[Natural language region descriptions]
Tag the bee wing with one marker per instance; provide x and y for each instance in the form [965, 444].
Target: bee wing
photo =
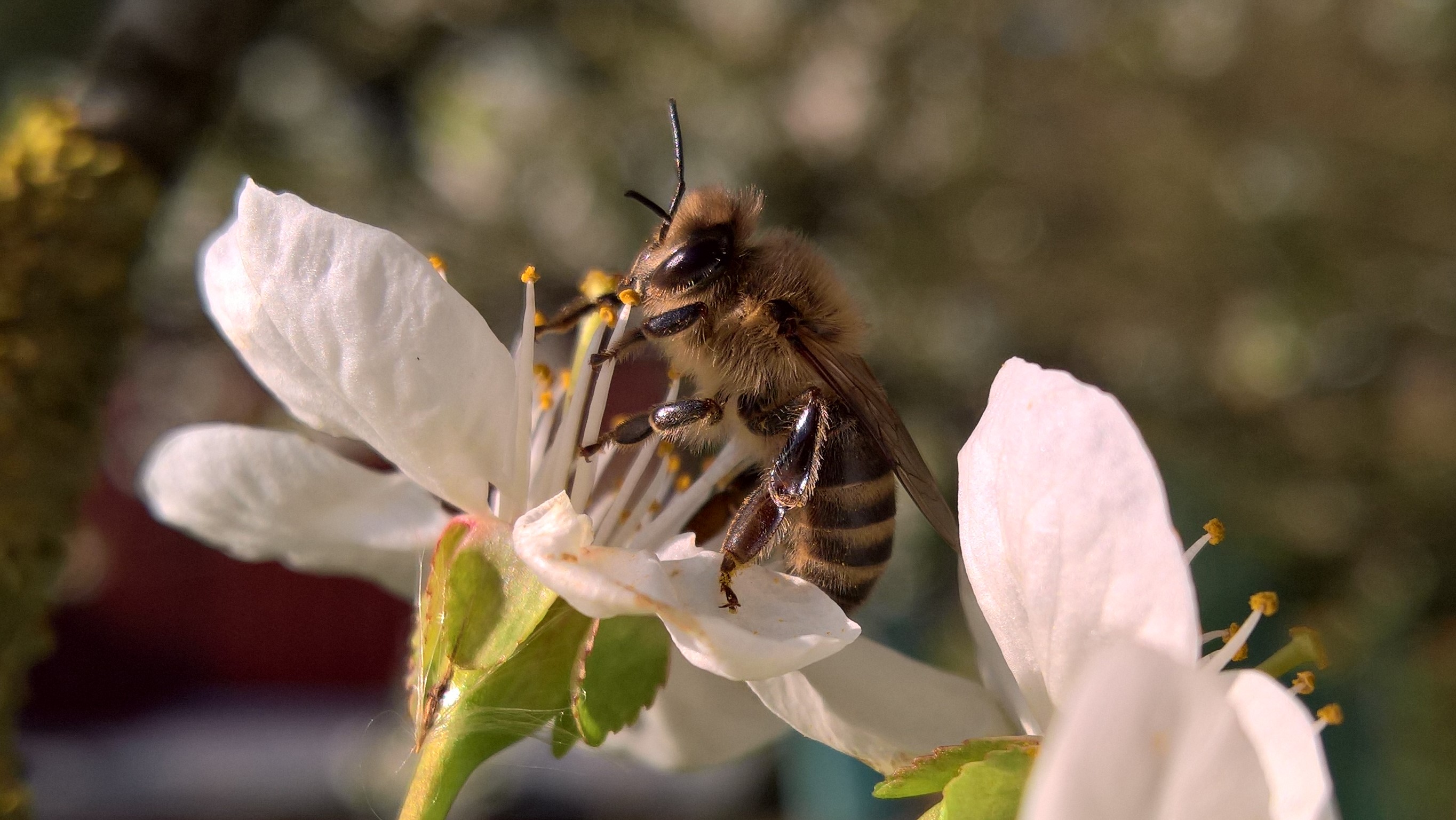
[851, 377]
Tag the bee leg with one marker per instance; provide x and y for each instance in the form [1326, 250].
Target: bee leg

[Required work] Check the lines above and copy each one that includes "marker".

[Task output]
Tag the bee wing with one marker per instance; provide x and y for each instance in the form [965, 444].
Tag the bee leg with one marker per instance; provide x and y for each instance in the form [1326, 250].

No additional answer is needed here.